REQUIRED WORK >>
From the listing below, copy out every line that contains the word "image".

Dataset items
_ _ _ _

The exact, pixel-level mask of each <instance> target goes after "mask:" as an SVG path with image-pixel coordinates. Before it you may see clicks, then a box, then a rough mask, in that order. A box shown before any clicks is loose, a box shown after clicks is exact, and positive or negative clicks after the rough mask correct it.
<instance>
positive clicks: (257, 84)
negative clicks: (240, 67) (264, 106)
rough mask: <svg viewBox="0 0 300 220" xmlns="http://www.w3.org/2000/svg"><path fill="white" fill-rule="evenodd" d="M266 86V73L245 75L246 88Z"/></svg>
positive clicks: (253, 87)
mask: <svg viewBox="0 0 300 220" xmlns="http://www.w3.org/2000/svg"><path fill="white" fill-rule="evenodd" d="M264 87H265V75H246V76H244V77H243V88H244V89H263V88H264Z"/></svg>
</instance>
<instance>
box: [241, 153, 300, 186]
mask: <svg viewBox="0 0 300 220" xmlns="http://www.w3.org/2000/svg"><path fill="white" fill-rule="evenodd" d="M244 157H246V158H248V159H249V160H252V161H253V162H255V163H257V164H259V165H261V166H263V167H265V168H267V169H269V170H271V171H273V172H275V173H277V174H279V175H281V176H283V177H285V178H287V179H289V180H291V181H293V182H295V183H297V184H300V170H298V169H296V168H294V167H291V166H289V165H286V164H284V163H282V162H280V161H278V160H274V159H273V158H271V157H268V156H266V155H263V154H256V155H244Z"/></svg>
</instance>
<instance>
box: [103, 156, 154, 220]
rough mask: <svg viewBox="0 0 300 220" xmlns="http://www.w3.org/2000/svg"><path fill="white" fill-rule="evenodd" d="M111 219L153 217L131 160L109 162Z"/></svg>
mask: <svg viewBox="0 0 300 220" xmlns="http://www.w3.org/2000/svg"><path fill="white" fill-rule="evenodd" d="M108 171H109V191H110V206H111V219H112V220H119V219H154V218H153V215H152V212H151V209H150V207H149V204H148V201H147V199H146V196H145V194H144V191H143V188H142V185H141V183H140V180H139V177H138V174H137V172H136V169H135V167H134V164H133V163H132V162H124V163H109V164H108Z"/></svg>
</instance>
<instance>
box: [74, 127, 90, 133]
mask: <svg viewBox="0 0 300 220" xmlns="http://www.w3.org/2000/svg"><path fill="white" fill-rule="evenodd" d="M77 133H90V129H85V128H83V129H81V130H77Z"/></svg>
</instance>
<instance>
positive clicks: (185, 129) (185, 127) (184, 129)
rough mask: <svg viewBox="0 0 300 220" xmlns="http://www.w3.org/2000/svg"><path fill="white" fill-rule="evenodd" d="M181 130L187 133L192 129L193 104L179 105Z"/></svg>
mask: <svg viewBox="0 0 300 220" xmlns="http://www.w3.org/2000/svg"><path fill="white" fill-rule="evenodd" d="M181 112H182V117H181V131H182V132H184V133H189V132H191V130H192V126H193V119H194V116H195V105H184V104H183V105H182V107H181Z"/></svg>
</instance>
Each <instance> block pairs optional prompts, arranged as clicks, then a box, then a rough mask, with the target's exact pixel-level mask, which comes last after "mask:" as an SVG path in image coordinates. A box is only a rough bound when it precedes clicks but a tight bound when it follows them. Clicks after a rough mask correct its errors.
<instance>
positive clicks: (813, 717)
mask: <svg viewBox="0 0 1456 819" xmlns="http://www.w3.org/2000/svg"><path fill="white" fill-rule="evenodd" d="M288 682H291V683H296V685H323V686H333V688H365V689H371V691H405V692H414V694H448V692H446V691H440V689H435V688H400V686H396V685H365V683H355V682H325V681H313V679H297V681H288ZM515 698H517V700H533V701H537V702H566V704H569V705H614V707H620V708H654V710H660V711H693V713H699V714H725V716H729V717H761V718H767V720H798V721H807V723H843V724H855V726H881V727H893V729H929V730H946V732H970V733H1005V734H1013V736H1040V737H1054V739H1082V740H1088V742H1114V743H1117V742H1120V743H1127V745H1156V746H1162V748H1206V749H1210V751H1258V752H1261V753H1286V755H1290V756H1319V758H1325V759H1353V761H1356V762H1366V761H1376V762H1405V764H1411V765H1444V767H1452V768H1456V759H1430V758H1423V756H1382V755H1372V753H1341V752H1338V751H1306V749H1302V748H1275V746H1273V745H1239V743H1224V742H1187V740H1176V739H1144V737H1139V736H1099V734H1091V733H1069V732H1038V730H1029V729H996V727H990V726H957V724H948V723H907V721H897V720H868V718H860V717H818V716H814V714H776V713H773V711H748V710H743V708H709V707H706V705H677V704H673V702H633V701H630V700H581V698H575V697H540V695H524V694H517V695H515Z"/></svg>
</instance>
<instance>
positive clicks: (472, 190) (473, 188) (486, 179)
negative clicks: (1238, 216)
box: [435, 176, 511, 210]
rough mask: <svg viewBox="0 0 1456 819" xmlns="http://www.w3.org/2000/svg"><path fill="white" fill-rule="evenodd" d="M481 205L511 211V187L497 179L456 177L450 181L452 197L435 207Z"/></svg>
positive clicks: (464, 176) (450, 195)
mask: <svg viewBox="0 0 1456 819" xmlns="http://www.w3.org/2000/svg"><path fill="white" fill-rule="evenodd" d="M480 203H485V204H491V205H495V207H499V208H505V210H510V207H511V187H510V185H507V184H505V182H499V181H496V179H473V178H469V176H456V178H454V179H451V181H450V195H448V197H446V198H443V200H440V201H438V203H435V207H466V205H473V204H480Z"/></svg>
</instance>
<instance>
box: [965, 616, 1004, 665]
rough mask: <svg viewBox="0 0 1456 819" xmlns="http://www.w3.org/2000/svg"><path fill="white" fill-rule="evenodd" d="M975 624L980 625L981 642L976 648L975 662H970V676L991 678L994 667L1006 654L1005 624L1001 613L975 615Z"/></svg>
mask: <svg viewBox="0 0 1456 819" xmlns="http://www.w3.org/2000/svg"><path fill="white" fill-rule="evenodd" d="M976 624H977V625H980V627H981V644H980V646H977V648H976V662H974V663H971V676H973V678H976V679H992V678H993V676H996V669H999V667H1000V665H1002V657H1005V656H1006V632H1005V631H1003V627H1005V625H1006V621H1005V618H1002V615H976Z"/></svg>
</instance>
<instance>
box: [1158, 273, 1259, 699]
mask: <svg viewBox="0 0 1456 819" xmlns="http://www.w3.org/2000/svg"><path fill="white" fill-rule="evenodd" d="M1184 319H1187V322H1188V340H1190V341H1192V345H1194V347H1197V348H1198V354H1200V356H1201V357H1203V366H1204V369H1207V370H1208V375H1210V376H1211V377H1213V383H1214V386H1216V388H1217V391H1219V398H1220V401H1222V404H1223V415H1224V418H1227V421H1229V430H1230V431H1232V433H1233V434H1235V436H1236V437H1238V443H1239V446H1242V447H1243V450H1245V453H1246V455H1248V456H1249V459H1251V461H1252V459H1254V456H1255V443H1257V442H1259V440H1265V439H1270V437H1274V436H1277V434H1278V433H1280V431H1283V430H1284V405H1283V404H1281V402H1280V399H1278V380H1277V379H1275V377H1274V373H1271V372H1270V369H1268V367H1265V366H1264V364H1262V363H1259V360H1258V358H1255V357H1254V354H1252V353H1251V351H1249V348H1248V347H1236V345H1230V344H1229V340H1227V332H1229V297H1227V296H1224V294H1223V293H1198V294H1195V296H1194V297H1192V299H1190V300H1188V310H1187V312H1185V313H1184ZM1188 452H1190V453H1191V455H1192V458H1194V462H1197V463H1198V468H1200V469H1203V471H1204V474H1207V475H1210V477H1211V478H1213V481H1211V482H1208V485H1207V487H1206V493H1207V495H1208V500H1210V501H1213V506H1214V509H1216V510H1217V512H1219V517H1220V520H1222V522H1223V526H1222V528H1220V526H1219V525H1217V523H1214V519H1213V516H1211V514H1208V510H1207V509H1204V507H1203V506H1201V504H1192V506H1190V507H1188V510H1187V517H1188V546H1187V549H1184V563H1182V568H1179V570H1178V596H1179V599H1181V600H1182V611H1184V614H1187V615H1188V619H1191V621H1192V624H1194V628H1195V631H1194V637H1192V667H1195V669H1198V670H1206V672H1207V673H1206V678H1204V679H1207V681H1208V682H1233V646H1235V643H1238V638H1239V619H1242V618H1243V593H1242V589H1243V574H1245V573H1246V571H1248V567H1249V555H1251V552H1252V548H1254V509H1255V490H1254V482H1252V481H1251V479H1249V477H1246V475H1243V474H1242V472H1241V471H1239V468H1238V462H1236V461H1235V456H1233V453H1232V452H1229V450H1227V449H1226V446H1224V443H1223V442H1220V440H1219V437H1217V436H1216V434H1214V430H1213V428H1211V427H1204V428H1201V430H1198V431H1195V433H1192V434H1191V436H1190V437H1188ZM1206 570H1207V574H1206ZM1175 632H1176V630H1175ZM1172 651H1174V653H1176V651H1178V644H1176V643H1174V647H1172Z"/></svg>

_ _ _ _

ANSWER TO THIS EXERCISE >>
The exact, pixel-level mask of each <instance> target goes after "mask:" as an SVG path with image-pixel coordinates. Before it you may see clicks, then a box, then a rough mask, in that order. A box shown before any clicks is loose, a box shown after clicks is exact, and positive or negative clicks after the rough mask correct it.
Each <instance> block pairs optional prompts, arranged as clicks, then a box, then a rough mask, with the target's exact pixel-level mask, which comes last after "mask:" as an SVG path in image coordinates. A box is only a rough bound when it precedes clicks but a tight bound when it follows them. Clicks after a rough mask correct its errors.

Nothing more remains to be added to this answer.